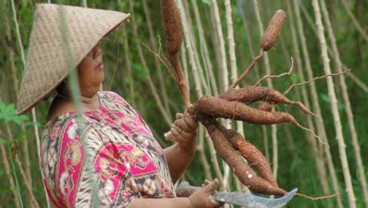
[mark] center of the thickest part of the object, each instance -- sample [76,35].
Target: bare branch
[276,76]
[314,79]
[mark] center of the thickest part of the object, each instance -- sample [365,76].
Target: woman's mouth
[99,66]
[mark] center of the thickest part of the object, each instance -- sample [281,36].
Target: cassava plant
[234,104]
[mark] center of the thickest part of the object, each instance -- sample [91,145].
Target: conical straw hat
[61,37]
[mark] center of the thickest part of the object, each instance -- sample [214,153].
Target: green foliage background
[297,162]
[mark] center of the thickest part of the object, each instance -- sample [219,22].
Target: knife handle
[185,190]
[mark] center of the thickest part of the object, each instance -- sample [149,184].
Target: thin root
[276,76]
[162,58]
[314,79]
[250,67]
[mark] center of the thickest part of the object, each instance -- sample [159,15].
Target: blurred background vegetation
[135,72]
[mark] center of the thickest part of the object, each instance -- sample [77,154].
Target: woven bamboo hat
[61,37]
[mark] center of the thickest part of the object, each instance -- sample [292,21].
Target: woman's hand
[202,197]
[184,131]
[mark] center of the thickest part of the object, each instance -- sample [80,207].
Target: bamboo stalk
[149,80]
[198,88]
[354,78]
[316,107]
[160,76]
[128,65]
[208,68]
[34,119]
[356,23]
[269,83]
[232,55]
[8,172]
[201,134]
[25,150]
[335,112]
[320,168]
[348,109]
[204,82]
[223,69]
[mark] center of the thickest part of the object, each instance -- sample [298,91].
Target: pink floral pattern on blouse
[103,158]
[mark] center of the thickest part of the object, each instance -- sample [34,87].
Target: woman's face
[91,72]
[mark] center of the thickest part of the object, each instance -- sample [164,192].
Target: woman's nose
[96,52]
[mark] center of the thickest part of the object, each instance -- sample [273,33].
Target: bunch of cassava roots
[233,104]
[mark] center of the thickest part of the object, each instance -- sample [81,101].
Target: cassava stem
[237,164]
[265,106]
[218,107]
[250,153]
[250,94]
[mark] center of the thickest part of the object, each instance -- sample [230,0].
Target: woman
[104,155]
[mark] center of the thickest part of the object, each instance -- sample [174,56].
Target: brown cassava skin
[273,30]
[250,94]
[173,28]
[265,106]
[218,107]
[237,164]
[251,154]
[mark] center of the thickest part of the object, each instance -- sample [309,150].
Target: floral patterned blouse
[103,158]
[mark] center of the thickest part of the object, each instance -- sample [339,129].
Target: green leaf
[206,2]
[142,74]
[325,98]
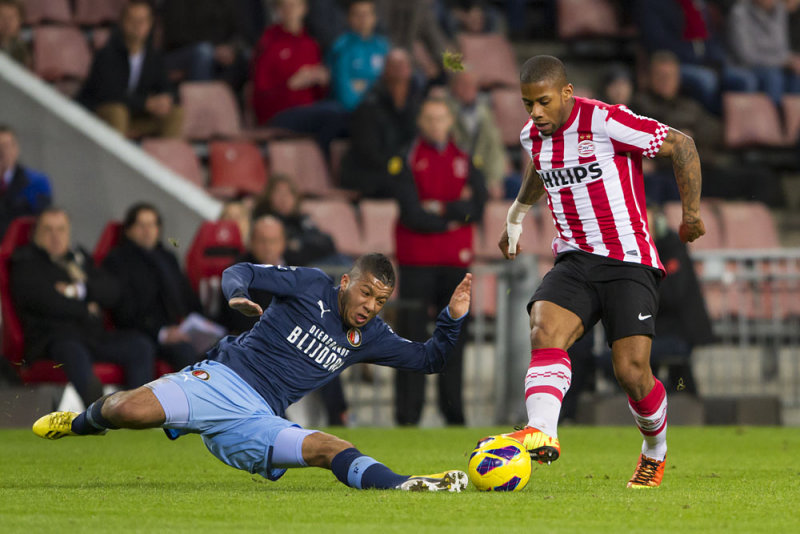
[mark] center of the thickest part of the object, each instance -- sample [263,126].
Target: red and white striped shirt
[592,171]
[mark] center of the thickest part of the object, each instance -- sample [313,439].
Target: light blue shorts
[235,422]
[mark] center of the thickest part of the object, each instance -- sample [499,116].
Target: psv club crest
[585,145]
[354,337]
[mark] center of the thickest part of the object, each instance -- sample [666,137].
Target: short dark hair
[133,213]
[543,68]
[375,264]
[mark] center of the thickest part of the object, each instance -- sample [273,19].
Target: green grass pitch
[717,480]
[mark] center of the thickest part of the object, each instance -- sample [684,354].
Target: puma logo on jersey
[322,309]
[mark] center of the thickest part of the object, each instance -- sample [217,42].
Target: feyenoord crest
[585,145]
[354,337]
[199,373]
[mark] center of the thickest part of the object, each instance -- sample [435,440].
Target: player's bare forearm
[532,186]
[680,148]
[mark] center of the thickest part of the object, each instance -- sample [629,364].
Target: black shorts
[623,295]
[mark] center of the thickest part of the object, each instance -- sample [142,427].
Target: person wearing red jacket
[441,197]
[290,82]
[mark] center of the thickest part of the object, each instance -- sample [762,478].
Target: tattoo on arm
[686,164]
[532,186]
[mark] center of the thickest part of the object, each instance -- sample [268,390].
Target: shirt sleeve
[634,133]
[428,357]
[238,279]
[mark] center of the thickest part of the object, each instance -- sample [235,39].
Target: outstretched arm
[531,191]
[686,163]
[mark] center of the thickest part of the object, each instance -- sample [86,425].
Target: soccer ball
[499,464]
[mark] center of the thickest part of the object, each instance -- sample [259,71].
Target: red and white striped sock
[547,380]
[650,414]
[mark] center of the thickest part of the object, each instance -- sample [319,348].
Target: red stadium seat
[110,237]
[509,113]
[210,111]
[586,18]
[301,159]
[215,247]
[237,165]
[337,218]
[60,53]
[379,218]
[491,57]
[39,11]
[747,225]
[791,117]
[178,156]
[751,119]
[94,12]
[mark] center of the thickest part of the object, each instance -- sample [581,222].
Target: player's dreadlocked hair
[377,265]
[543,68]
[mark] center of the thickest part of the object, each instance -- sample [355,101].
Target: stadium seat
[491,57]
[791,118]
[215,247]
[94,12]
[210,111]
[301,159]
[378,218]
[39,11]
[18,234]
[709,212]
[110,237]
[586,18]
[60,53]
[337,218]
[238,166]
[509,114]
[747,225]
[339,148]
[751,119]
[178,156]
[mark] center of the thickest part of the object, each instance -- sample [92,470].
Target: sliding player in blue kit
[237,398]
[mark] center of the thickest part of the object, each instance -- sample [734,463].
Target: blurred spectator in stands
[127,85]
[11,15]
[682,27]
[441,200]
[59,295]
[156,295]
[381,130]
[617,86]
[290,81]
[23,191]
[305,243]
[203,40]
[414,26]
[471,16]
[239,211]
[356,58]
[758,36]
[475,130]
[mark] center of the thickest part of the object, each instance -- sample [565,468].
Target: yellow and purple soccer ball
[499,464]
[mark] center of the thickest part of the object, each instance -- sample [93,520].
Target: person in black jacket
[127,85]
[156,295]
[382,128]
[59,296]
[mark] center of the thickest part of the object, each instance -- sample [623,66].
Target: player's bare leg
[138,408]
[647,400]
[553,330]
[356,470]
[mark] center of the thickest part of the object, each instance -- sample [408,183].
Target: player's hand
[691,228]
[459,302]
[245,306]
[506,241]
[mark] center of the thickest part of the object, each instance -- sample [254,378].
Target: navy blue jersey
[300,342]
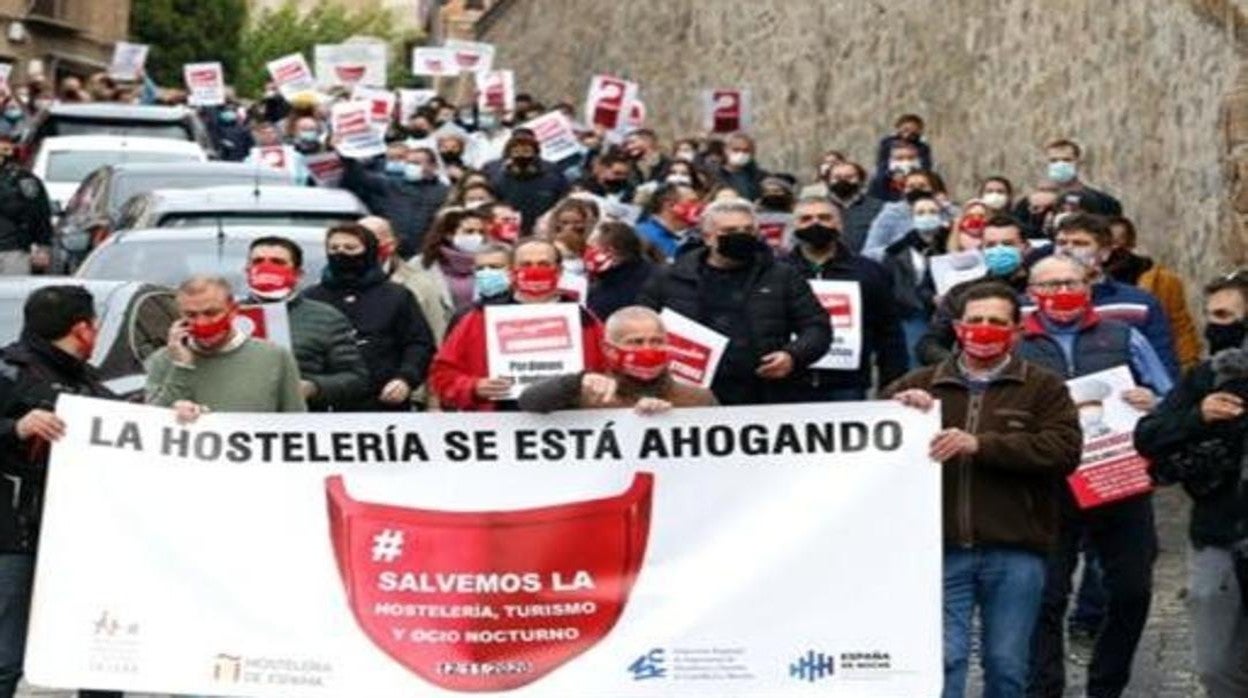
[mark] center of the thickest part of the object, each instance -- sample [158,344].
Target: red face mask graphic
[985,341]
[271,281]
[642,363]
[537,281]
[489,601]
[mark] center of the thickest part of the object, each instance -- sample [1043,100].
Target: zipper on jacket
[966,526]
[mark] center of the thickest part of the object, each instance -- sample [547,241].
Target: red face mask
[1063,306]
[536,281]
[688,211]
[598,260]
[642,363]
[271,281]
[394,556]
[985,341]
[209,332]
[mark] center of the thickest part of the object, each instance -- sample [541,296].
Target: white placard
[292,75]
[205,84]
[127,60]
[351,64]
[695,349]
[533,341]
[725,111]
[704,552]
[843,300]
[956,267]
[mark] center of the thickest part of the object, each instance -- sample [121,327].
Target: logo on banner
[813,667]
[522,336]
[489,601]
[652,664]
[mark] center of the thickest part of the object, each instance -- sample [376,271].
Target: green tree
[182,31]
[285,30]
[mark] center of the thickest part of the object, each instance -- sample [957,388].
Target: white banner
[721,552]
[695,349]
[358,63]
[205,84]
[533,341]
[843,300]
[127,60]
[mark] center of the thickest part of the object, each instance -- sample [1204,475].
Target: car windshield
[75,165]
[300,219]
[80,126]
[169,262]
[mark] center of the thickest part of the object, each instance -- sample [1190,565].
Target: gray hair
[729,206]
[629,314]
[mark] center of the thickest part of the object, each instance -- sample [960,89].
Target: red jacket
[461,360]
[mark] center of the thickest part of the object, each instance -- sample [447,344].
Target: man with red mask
:::::
Please print every one of the records above word for word, without the pictures.

[mark] center of the thickest part of the object, each instance -- sample [76,35].
Target: bare branch
[276,76]
[314,79]
[mark] center of the thickest part of the object, each instance -- sample [365,76].
Target: woman's mouth
[99,66]
[mark] center of the thickest part of the object, each instance -- sample [281,36].
Target: cassava plant
[234,104]
[mark] center of the thickest part of the object, each instance -- sample [91,145].
Target: conical straw hat
[61,37]
[mark] center of the thickest part of the object, each instance -- sample [214,153].
Target: green foliage background
[297,162]
[mark] center of the thickest part of the object, each instance -- sample [219,22].
Target: knife handle
[185,190]
[mark] center of the thickest part of the object, each instance -- sample [149,184].
Target: thin root
[276,76]
[162,58]
[314,79]
[250,67]
[mark] center of the thickest part of the object, each instance -- sample [159,15].
Target: blurred background vegetation
[135,72]
[mark] center of the thickest part of the object, each instance -- sample [77,154].
Target: woven bamboo hat
[61,37]
[mark] center of the thickest part of the object, each instance -- sample [292,21].
Target: woman's hand
[202,197]
[184,131]
[mark] center of the thickest part of the object, each instance -- sample [80,207].
Target: bamboo stalk
[149,80]
[198,88]
[354,78]
[316,107]
[160,76]
[128,65]
[208,68]
[34,119]
[356,23]
[269,83]
[232,55]
[8,172]
[201,134]
[25,150]
[335,112]
[320,168]
[348,109]
[204,82]
[223,69]
[mark] center of the thickest part of the object, each instance -- sample [298,91].
Target: pink floral pattern on blouse
[103,158]
[mark] center of the thickest part of the object, each instance -- sample [34,87].
Target: woman's face
[91,72]
[mark] center of the thickest part of the object, each instance -- sample [164,192].
Target: woman's nose
[96,52]
[mark] center of the thickest part of the object, each instance -- sample [273,33].
Target: bunch of cassava roots
[233,104]
[mark] center of the thickest part of the object, each instance -- sample [81,101].
Target: cassava stem
[237,164]
[265,106]
[218,107]
[250,153]
[250,94]
[mark] center of the thickest part of the object, each instance -- sample [230,0].
Target: woman
[104,155]
[mark] center of the thickest part of the object, each instance -- sample [174,56].
Target: brown cassava skin
[273,30]
[250,94]
[173,28]
[265,106]
[218,107]
[237,164]
[251,154]
[mark] center of the thickest part of the object, each instance -- sample [309,150].
Target: floral patterned blouse
[103,158]
[mark] center of the thickest part of the object, each instance -- sample [339,129].
Target: green leaf
[206,2]
[142,74]
[325,98]
[mark] center of the thickest part of the object, each instance -- sample [263,126].
Target: red and white striped shirt
[592,171]
[mark] center of the thickest part of the object, each instance -- sample [313,439].
Target: light blue shorts
[235,422]
[mark] center of the thickest part of the object, each instance -- sample [499,116].
Target: psv club crest
[585,145]
[354,337]
[mark] center of the thickest part of the object, each instance -- sample [666,137].
Target: short dark hair
[133,213]
[543,68]
[375,264]
[mark] center of the thickest part of the object, each instance -- sample [273,19].
Target: green grass pitch
[717,480]
[mark] center of the thickest part of the object, each instance -- sample [684,354].
Target: puma logo on jersey
[322,309]
[mark] center of the thickest part of the object, each instance -- sample [217,42].
Target: feyenoord crest
[585,145]
[354,337]
[199,373]
[mark] center of the thickest part of the object, each instance -- sample [435,440].
Target: player's bare forearm
[532,186]
[680,148]
[mark] center of the thickest part of the object, each instance -- sample [629,364].
Target: black shorts
[623,295]
[mark] center of the thickest part of the object, each instance -- sample [142,427].
Target: person wearing red jacket
[441,197]
[290,82]
[mark] center of the thickest part of the object, each instance -- sample [762,478].
Target: tattoo on arm
[686,164]
[532,186]
[mark] center of the thickest part of the object, each instance -- sample [268,390].
Target: shirt sleeve
[634,133]
[428,357]
[238,279]
[mark] center of the thickest part of the object, each instance -- sample [235,39].
Target: outstretched arm
[531,191]
[686,163]
[mark] center of the thickest part of the object, each instance -- sample [86,425].
Target: soccer ball
[499,464]
[mark] center of the thickest part of the object, each instance -- sample [259,71].
Target: red and white striped sock
[547,380]
[650,414]
[mark] center of the thickest part of the object, each instance -- sample [319,348].
Target: red stadium seat
[110,237]
[509,113]
[210,111]
[586,18]
[301,159]
[215,247]
[237,165]
[337,218]
[60,53]
[379,218]
[491,57]
[39,11]
[747,225]
[791,117]
[178,156]
[751,119]
[94,12]
[mark] center of the thickest part of the object, each instance -- sample [581,222].
Target: player's dreadlocked hair
[377,265]
[543,68]
[mark] center of the thickest part of the object, each instance -- sample [355,101].
Target: stadium seat
[491,57]
[791,118]
[215,247]
[94,12]
[210,111]
[301,159]
[378,218]
[39,11]
[18,234]
[709,212]
[110,237]
[586,18]
[60,53]
[337,218]
[238,166]
[509,114]
[747,225]
[339,148]
[751,119]
[178,156]
[mark] center of the thickest part of the object, each instance -- sample [92,470].
Target: sliding player in blue kit
[237,398]
[mark] center of the thickest part of the object, each instance -- sample [734,463].
Target: blurred spectator in stands
[127,85]
[11,15]
[682,27]
[441,200]
[59,295]
[156,295]
[381,130]
[617,86]
[290,81]
[23,191]
[305,243]
[203,40]
[414,26]
[471,16]
[239,211]
[356,58]
[758,36]
[475,130]
[mark] center of the thickest part of the object, each instance -- sample [565,468].
Target: yellow and purple soccer ball
[499,464]
[mark] center of the thickest part of the object, each instance -- sample [93,520].
Target: person in black jacket
[127,85]
[156,295]
[382,128]
[59,296]
[mark] center of the thickest part of the object, each instance -- sample [623,66].
Target: player's bare leg
[138,408]
[647,400]
[553,330]
[356,470]
[mark] center of the thickest part of the object, each instance -- sample [408,183].
Target: player's hand
[691,228]
[459,302]
[245,306]
[506,241]
[mark] center of the thickest part of the object, each instance -- sample [254,378].
Target: navy blue jersey
[300,342]
[mark] center of the thickest part of the object, each instance -- sample [158,344].
Target: red face mask graphic
[985,341]
[271,281]
[642,363]
[537,281]
[489,601]
[mark] center of the thickest part of the object, each instance -- sample [1043,100].
Target: zipper on jacket
[966,526]
[mark] center of the thickest part of the object, each instance -- sample [547,241].
Target: red face mask
[1063,306]
[536,281]
[688,211]
[598,260]
[642,363]
[271,281]
[394,556]
[985,341]
[209,332]
[mark] center of the thickest part of the object, each instance -- sample [541,296].
Target: white placard
[292,75]
[205,84]
[127,60]
[351,64]
[695,349]
[533,341]
[725,111]
[704,552]
[843,300]
[956,267]
[mark] center of the thickest part of the object, each instance -- sample [121,327].
Target: logo on banner
[813,667]
[522,336]
[489,601]
[652,664]
[mark] center of the thickest part of the object, each instance -- sample [376,271].
Target: green tree
[182,31]
[285,30]
[mark] center of the thickest part of the object, each instance -- sample [957,388].
Target: white banner
[721,552]
[695,349]
[358,63]
[205,84]
[533,341]
[843,300]
[127,60]
[mark] center of the thickest part of the object, each instance -- sample [1204,475].
Target: car windshield
[75,165]
[300,219]
[80,126]
[169,262]
[mark] center of the thickest part of the object, each instance -- sample [1190,565].
Target: gray hair
[729,206]
[629,314]
[mark] center of the thickest part of the object, each instance -- sample [960,89].
Target: red jacket
[461,360]
[mark] center of the thickest part of the object, each instance -- sample [447,344].
Target: man with red mask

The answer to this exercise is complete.